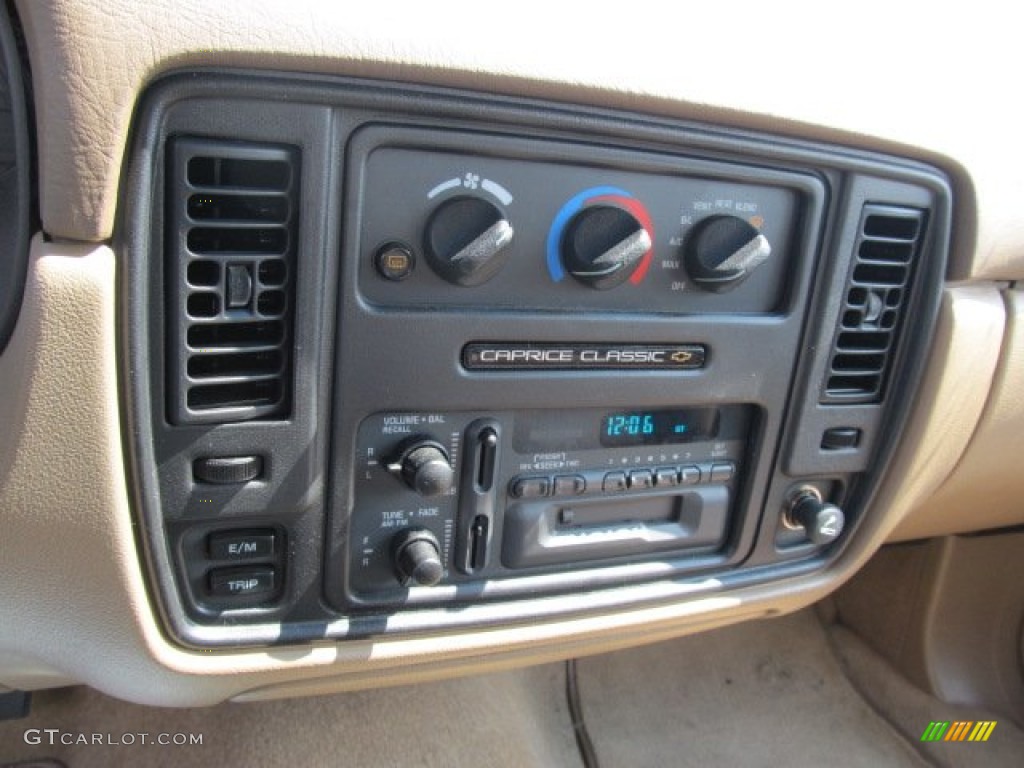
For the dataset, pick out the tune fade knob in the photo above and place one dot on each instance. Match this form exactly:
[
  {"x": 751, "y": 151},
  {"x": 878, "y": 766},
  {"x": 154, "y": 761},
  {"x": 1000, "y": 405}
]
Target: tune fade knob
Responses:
[
  {"x": 423, "y": 465},
  {"x": 822, "y": 522},
  {"x": 417, "y": 558},
  {"x": 602, "y": 246},
  {"x": 466, "y": 241},
  {"x": 722, "y": 251}
]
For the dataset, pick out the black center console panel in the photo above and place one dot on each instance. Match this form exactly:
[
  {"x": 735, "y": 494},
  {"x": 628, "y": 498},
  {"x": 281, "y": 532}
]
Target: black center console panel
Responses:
[{"x": 408, "y": 359}]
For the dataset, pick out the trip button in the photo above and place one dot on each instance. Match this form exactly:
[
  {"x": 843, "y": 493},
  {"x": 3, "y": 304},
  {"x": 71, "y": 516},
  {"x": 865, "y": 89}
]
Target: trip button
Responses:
[
  {"x": 568, "y": 485},
  {"x": 614, "y": 481},
  {"x": 530, "y": 487},
  {"x": 722, "y": 472},
  {"x": 239, "y": 583},
  {"x": 233, "y": 545},
  {"x": 689, "y": 475},
  {"x": 665, "y": 476},
  {"x": 641, "y": 478}
]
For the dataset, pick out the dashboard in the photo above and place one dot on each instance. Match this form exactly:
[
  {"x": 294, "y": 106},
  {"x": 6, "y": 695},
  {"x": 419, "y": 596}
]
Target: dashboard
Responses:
[{"x": 352, "y": 355}]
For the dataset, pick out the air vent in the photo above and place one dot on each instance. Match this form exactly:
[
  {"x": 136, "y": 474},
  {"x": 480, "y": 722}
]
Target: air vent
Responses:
[
  {"x": 231, "y": 213},
  {"x": 877, "y": 294}
]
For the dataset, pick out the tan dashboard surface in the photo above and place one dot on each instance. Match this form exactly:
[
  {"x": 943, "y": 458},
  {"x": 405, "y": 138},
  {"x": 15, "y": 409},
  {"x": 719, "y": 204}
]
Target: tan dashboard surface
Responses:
[
  {"x": 871, "y": 74},
  {"x": 69, "y": 548}
]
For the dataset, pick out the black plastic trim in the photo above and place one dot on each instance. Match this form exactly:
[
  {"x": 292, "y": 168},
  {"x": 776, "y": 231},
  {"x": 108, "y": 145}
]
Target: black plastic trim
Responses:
[{"x": 15, "y": 184}]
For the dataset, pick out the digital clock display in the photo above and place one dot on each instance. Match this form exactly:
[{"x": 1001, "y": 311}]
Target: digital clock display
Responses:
[{"x": 658, "y": 427}]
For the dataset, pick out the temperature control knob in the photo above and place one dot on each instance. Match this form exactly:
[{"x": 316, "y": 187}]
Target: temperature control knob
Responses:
[
  {"x": 466, "y": 241},
  {"x": 822, "y": 522},
  {"x": 417, "y": 558},
  {"x": 603, "y": 245},
  {"x": 722, "y": 251}
]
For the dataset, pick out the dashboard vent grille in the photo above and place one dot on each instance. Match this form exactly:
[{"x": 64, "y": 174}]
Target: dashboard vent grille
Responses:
[
  {"x": 877, "y": 294},
  {"x": 231, "y": 214}
]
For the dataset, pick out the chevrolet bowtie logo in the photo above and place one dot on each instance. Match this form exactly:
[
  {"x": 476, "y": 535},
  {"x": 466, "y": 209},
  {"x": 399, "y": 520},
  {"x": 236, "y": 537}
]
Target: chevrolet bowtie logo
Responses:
[{"x": 961, "y": 730}]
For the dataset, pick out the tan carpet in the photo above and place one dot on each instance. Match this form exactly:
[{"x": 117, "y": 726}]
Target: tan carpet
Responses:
[
  {"x": 510, "y": 720},
  {"x": 769, "y": 693}
]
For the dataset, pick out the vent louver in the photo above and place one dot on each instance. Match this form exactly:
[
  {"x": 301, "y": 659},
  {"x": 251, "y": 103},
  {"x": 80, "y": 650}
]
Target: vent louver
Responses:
[
  {"x": 877, "y": 295},
  {"x": 231, "y": 214}
]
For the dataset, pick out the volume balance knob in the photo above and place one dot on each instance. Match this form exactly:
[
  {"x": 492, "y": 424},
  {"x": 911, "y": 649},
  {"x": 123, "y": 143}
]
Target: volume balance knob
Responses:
[
  {"x": 722, "y": 251},
  {"x": 603, "y": 245},
  {"x": 424, "y": 466}
]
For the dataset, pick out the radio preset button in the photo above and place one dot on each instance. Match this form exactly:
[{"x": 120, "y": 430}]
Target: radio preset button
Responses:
[
  {"x": 689, "y": 475},
  {"x": 641, "y": 479},
  {"x": 530, "y": 487},
  {"x": 666, "y": 476},
  {"x": 568, "y": 485},
  {"x": 614, "y": 481},
  {"x": 243, "y": 583}
]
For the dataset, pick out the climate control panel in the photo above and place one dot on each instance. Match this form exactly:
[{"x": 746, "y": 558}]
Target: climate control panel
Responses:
[
  {"x": 449, "y": 499},
  {"x": 459, "y": 220}
]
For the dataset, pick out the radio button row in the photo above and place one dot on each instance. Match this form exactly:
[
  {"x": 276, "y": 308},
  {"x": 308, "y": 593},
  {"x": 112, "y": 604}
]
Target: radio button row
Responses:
[
  {"x": 722, "y": 472},
  {"x": 619, "y": 481},
  {"x": 641, "y": 479},
  {"x": 568, "y": 485},
  {"x": 690, "y": 475}
]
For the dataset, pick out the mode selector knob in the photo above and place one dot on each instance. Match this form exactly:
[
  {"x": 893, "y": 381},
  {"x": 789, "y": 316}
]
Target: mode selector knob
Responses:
[
  {"x": 466, "y": 240},
  {"x": 603, "y": 245},
  {"x": 722, "y": 251},
  {"x": 417, "y": 557},
  {"x": 424, "y": 466},
  {"x": 822, "y": 522}
]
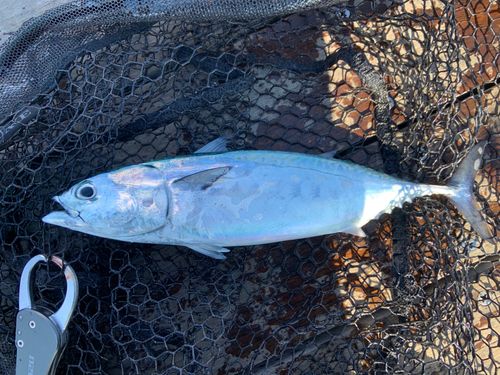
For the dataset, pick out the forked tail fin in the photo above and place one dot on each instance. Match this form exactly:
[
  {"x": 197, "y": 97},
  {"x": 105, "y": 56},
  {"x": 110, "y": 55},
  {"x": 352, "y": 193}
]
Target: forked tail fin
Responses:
[{"x": 464, "y": 199}]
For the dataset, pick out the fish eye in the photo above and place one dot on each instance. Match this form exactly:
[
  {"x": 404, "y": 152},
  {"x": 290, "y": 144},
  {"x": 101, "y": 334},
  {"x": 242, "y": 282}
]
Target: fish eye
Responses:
[{"x": 86, "y": 191}]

* [GIVEN EXERCISE] Copy the listing in full and without alteration, omitting every picture.

* [CORRECT ANSWER]
For the dataset, pick out the tune fade knob in the photo above and place one dot on each instance. Match this form exactly:
[
  {"x": 751, "y": 151},
  {"x": 878, "y": 766},
  {"x": 154, "y": 761},
  {"x": 1000, "y": 405}
]
Target: tune fade knob
Responses:
[
  {"x": 423, "y": 465},
  {"x": 822, "y": 522},
  {"x": 417, "y": 558},
  {"x": 602, "y": 246},
  {"x": 466, "y": 241},
  {"x": 722, "y": 251}
]
For the dataset, pick out the black center console panel in the photo above and place one dot on each instance. Match this form exactly:
[
  {"x": 735, "y": 494},
  {"x": 628, "y": 498},
  {"x": 281, "y": 532}
]
Target: black center console panel
Responses:
[{"x": 408, "y": 359}]
For the dataset, pick out the trip button in the photo above and place one dot on each instance. Match this form exactly:
[
  {"x": 843, "y": 493},
  {"x": 3, "y": 304},
  {"x": 71, "y": 516},
  {"x": 865, "y": 89}
]
Target: trip button
Responses:
[
  {"x": 568, "y": 485},
  {"x": 614, "y": 481},
  {"x": 530, "y": 487},
  {"x": 722, "y": 472},
  {"x": 239, "y": 583},
  {"x": 233, "y": 545},
  {"x": 689, "y": 475},
  {"x": 665, "y": 476},
  {"x": 641, "y": 478}
]
For the dataset, pick out the dashboard in the photo above and place one dot on each instance. Match this form exactly:
[
  {"x": 294, "y": 106},
  {"x": 6, "y": 695},
  {"x": 419, "y": 596}
]
Target: dashboard
Responses:
[{"x": 352, "y": 355}]
For the dataset, pick out the air vent in the photo above and place one dot on each instance. Match this form exactly:
[
  {"x": 136, "y": 474},
  {"x": 480, "y": 722}
]
Target: air vent
Responses:
[
  {"x": 231, "y": 213},
  {"x": 877, "y": 294}
]
For the dataset, pick out the tan dashboard surface in the photo above and place one dot on each instance. Match this form exactly:
[
  {"x": 943, "y": 458},
  {"x": 405, "y": 138},
  {"x": 15, "y": 409},
  {"x": 719, "y": 204}
]
Target: tan dashboard surface
Responses:
[
  {"x": 871, "y": 74},
  {"x": 69, "y": 548}
]
For the dataset, pick out the black plastic trim in the photo above and place one dot on each instance. Match this form exactly:
[
  {"x": 292, "y": 168},
  {"x": 776, "y": 231},
  {"x": 108, "y": 145}
]
Target: black plastic trim
Responses:
[{"x": 15, "y": 184}]
For the dataset, pick out the digital clock display in the photo above and place one dot on each instance. Match this form exactly:
[{"x": 1001, "y": 311}]
Target: digital clock display
Responses:
[{"x": 658, "y": 427}]
For the dataset, pick out the temperature control knob in the photo above and place one dot on each instance. Match this form exactly:
[{"x": 316, "y": 187}]
Target: temperature control knob
Responses:
[
  {"x": 466, "y": 241},
  {"x": 822, "y": 522},
  {"x": 417, "y": 558},
  {"x": 603, "y": 245},
  {"x": 722, "y": 251}
]
For the dataset, pick out the dashboard vent grille in the photo above and place one dot on each instance. Match this form exactly:
[{"x": 64, "y": 174}]
Target: dashboard vent grille
Responses:
[
  {"x": 877, "y": 294},
  {"x": 231, "y": 214}
]
For the dataset, pick out the chevrolet bowtie logo in the photo above and place one dot on each instance. Match this form exactly:
[
  {"x": 476, "y": 535},
  {"x": 466, "y": 209},
  {"x": 399, "y": 520},
  {"x": 236, "y": 537}
]
Target: chevrolet bowtie logo
Responses:
[{"x": 961, "y": 730}]
For the dataset, pick out the tan carpet in the photo above and place one dot on each instance. Match this form exactly:
[{"x": 117, "y": 726}]
Target: tan carpet
Responses:
[
  {"x": 510, "y": 720},
  {"x": 769, "y": 693}
]
For the dataset, pick out the vent louver in the photo above and place one dot on each instance. Match this form exactly:
[
  {"x": 301, "y": 659},
  {"x": 251, "y": 103},
  {"x": 80, "y": 650}
]
Target: vent louver
Responses:
[
  {"x": 877, "y": 295},
  {"x": 231, "y": 214}
]
For the dataset, pick out the volume balance knob in the photo above and place one dot on each instance. Match this form exactly:
[
  {"x": 492, "y": 424},
  {"x": 911, "y": 649},
  {"x": 123, "y": 143}
]
Target: volume balance knob
Responses:
[
  {"x": 722, "y": 251},
  {"x": 603, "y": 245},
  {"x": 424, "y": 466}
]
For the dataset, pick out the radio preset button in the photo above and place one dot on each instance. Match this form exactly:
[{"x": 120, "y": 430}]
Target: radio preset button
Responses:
[
  {"x": 689, "y": 475},
  {"x": 641, "y": 479},
  {"x": 530, "y": 487},
  {"x": 666, "y": 476},
  {"x": 568, "y": 485},
  {"x": 614, "y": 481},
  {"x": 243, "y": 583}
]
For the dataset, pick out the climate control panel in the photo above and place one dot on each instance. Match this form exactly:
[{"x": 746, "y": 558}]
Target: climate control panel
Responses:
[
  {"x": 449, "y": 499},
  {"x": 459, "y": 220}
]
For the dataset, pick out the radio button row in the photo above and place one dot on each instance. Match this form exactly:
[
  {"x": 276, "y": 308},
  {"x": 308, "y": 593},
  {"x": 112, "y": 604}
]
Target: radio button row
Responses:
[
  {"x": 722, "y": 472},
  {"x": 619, "y": 481},
  {"x": 641, "y": 479},
  {"x": 568, "y": 485},
  {"x": 690, "y": 475}
]
For the dataset, pick out the mode selector knob in the photo above and place one dot on each instance. Match this form exactly:
[
  {"x": 893, "y": 381},
  {"x": 789, "y": 316}
]
Target: mode selector knob
Responses:
[
  {"x": 466, "y": 240},
  {"x": 603, "y": 245},
  {"x": 722, "y": 251},
  {"x": 417, "y": 557},
  {"x": 424, "y": 466},
  {"x": 822, "y": 522}
]
For the dataset, pick out the forked tail fin in the photo above and place one dot on each instance. Match this form exactly:
[
  {"x": 197, "y": 97},
  {"x": 105, "y": 56},
  {"x": 110, "y": 55},
  {"x": 352, "y": 193}
]
Target: forked tail fin
Responses:
[{"x": 464, "y": 199}]
For the dataset, pick out the fish eye in the photo above and place one dot on each instance. Match this form exactly:
[
  {"x": 404, "y": 152},
  {"x": 290, "y": 144},
  {"x": 101, "y": 334},
  {"x": 242, "y": 282}
]
Target: fish eye
Responses:
[{"x": 86, "y": 191}]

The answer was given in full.